§ **Extracted entries**:

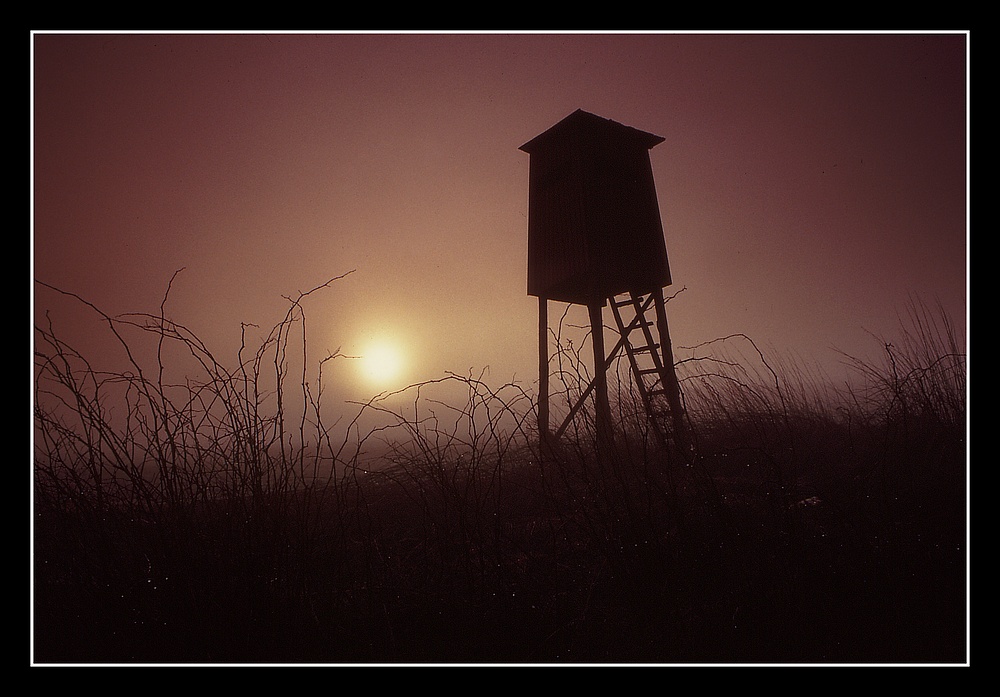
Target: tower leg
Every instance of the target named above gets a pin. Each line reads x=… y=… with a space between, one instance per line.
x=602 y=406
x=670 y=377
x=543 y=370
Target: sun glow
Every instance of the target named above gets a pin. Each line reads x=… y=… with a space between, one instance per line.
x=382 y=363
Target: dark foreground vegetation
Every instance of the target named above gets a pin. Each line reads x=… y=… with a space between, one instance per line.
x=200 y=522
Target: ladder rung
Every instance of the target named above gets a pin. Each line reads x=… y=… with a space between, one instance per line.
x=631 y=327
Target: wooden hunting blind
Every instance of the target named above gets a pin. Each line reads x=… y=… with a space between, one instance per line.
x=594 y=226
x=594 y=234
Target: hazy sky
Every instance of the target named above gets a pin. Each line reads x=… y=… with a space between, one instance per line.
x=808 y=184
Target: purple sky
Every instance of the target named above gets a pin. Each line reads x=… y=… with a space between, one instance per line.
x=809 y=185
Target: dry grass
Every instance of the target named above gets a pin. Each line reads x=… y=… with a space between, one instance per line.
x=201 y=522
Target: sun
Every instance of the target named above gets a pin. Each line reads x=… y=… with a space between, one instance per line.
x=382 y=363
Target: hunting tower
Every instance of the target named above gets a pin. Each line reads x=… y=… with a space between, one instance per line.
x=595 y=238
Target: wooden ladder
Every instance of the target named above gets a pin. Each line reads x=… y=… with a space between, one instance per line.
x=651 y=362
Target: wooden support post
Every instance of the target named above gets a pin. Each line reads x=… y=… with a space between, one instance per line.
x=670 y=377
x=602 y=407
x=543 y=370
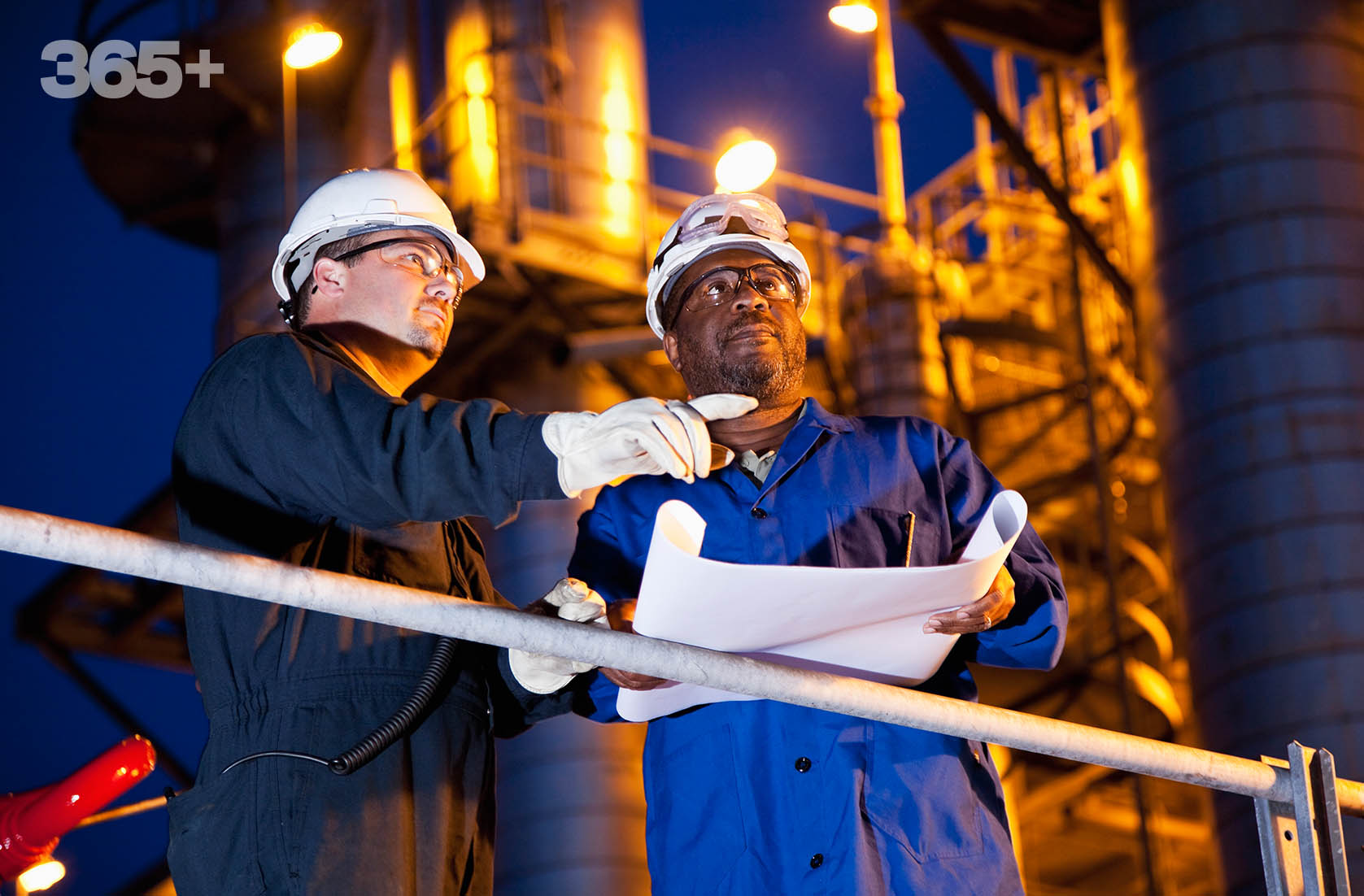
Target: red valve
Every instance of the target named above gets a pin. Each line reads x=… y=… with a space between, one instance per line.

§ **Problem statement**: Find how many lines of the listing include the word "hunting", and state that number by itself.

§ **Your solution**: 2